Coordinate annotation entries:
>>
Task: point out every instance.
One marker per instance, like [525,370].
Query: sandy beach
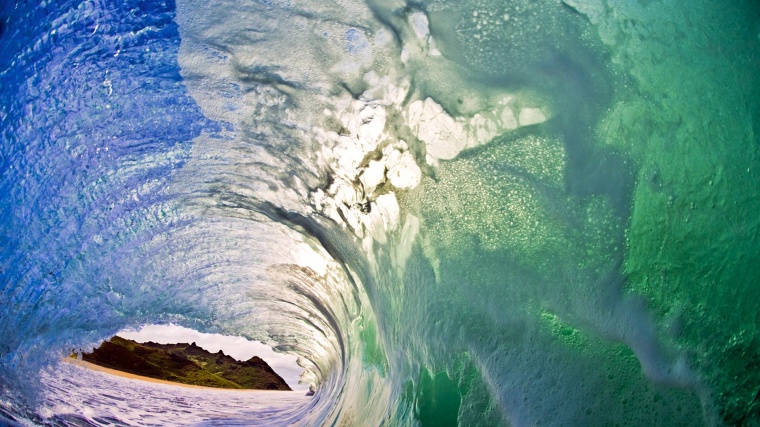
[123,374]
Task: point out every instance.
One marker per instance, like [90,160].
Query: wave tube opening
[453,213]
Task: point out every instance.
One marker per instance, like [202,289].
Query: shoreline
[98,368]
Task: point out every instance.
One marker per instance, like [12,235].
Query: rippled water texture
[475,213]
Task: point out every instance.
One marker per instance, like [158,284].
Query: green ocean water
[596,268]
[612,256]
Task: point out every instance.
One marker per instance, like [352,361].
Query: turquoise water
[454,213]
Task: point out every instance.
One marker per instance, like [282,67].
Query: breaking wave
[475,213]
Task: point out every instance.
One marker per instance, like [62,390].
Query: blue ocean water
[455,213]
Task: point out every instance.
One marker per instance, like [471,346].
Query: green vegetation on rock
[185,363]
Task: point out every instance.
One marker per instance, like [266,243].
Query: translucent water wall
[473,213]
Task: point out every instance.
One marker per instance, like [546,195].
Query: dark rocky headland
[185,363]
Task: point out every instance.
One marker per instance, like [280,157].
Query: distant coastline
[94,367]
[180,364]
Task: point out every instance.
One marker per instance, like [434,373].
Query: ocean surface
[476,213]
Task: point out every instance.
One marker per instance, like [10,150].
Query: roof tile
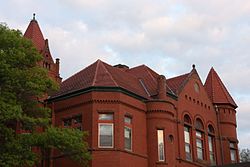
[216,90]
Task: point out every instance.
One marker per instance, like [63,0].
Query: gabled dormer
[34,33]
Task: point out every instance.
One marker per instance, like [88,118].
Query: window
[187,137]
[73,122]
[199,145]
[128,133]
[211,145]
[233,151]
[199,139]
[160,138]
[105,131]
[187,143]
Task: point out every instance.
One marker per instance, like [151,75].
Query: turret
[162,87]
[225,108]
[34,33]
[161,128]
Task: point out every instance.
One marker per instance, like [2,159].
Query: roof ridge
[109,74]
[225,91]
[150,73]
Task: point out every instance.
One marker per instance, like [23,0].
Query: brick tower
[226,115]
[34,33]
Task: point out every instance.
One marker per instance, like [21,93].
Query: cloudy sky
[168,36]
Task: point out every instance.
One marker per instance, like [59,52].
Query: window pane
[233,155]
[160,136]
[187,137]
[212,159]
[127,120]
[198,143]
[128,138]
[77,119]
[199,153]
[232,145]
[106,117]
[187,148]
[210,143]
[67,122]
[198,134]
[106,135]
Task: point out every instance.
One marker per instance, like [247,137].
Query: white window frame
[189,144]
[112,125]
[130,140]
[159,157]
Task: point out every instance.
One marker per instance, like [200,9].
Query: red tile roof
[147,76]
[216,90]
[102,74]
[176,83]
[34,33]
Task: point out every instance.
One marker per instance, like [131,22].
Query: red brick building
[136,117]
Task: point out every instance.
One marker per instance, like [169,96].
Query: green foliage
[22,84]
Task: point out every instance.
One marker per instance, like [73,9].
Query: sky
[166,35]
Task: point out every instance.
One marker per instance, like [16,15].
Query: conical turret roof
[34,33]
[216,90]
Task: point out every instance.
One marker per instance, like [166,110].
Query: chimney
[121,66]
[162,87]
[57,65]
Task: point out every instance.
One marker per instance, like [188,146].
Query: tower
[226,117]
[34,33]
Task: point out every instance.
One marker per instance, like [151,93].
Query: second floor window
[187,143]
[199,139]
[105,131]
[199,145]
[128,133]
[160,138]
[73,122]
[233,151]
[187,137]
[211,145]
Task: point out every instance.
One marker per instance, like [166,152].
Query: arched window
[211,144]
[199,124]
[187,137]
[199,139]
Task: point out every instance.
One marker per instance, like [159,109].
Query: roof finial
[34,16]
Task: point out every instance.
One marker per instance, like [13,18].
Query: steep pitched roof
[147,76]
[216,90]
[102,74]
[34,33]
[177,82]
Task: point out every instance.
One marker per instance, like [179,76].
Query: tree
<<
_Exercise task_
Copy all the entries word for word. Omit any pictures.

_Task response_
Task: point out every instance.
One marker per instance, like [525,370].
Query: sandy beach
[123,374]
Task: point out every instance.
One marker per instance, like [90,160].
Query: wave tube opening
[453,213]
Task: point out every instance.
One marker per instance, like [202,289].
Query: shoreline
[98,368]
Task: point out every instance.
One marker per instance, like [12,235].
Query: rippled water texture
[475,213]
Task: point out every instance.
One marker per instance, like [158,284].
Query: green ocean water
[596,268]
[612,256]
Task: point out every instance.
One marker per instance, like [352,361].
Query: turquoise water
[454,213]
Task: point out every instance.
One marker per instance, like [282,67].
Query: breaking wave
[475,213]
Task: point out every instance.
One marker per instance, like [62,390].
Query: blue ocean water
[455,213]
Task: point out every instance.
One marker per instance, like [471,346].
Query: green vegetation on rock
[185,363]
Task: point out every instance.
One marker per instance, like [266,243].
Query: translucent water wall
[473,213]
Task: point out every instance.
One marker per instance, like [546,195].
Query: dark rocky headland
[185,363]
Task: point out every instance.
One marker per instance, like [280,157].
Query: distant coastline
[94,367]
[180,364]
Task: point out every instance.
One marker per instance, like [434,373].
Query: ocean surface
[476,213]
Task: point out every instance.
One marker per instance, like [10,150].
Query: roof tile
[216,90]
Task: point out every instance.
One marker per instance, like [63,0].
Query: gabled dormer
[34,33]
Task: point out every instance.
One marker per instance, like [88,118].
Query: window
[187,137]
[73,122]
[199,145]
[128,133]
[211,145]
[233,151]
[199,139]
[160,138]
[105,131]
[187,143]
Task: point out every instance.
One marker per instance, like [151,75].
Query: turret
[162,87]
[225,108]
[34,33]
[161,128]
Task: point out every instance.
One marker per instance, like [2,159].
Query: roof ridge
[109,74]
[225,91]
[150,73]
Task: point out every instance.
One marker per instance, like [23,0].
Query: brick tower
[226,115]
[34,33]
Task: point out every instance.
One marker per instance, like [21,93].
Query: cloudy sky
[168,36]
Task: point out every instance.
One marker per instance, like [59,52].
Query: window pane
[233,155]
[160,136]
[187,137]
[212,159]
[127,120]
[198,143]
[128,138]
[77,119]
[199,153]
[232,145]
[106,117]
[187,148]
[210,143]
[67,122]
[198,134]
[106,135]
Task: point out every instance.
One marker per instance, like [247,137].
Query: white window frame
[189,144]
[112,125]
[130,140]
[159,157]
Task: point out every instance.
One marker per instance, like [200,9].
Query: red tile roof
[147,76]
[216,90]
[102,74]
[176,83]
[34,33]
Task: point out every instance.
One marker per instance, like [131,22].
Query: red brick building
[136,117]
Task: point out every instance.
One marker per instance, like [169,96].
Query: green foliage
[22,84]
Task: point out every instance.
One marker per instance, like [73,9].
Query: sky
[166,35]
Task: point out every instance.
One marker per instance, like [16,15].
Query: conical turret roof
[34,33]
[216,90]
Task: point out every instance.
One marker per instance, like [166,110].
Query: chimney
[121,66]
[162,87]
[57,65]
Task: point out every instance.
One marker per instance, like [188,146].
Query: tower
[226,117]
[34,33]
Task: point out every instance.
One marker per instance, like [151,93].
Query: second floor window
[187,143]
[199,139]
[105,131]
[199,145]
[128,133]
[160,138]
[73,122]
[233,151]
[187,137]
[211,145]
Task: point out every instance.
One marker per instance, like [166,152].
Query: arched window
[211,144]
[199,124]
[187,137]
[199,139]
Task: point out every instance.
One marker per instance, like [159,109].
Query: roof finial
[34,16]
Task: point out every instance.
One marker per instance, like [13,18].
Query: steep pitched roof
[147,76]
[216,90]
[102,74]
[34,33]
[177,82]
Task: point out every instance.
One marker per instance, like [179,76].
Query: tree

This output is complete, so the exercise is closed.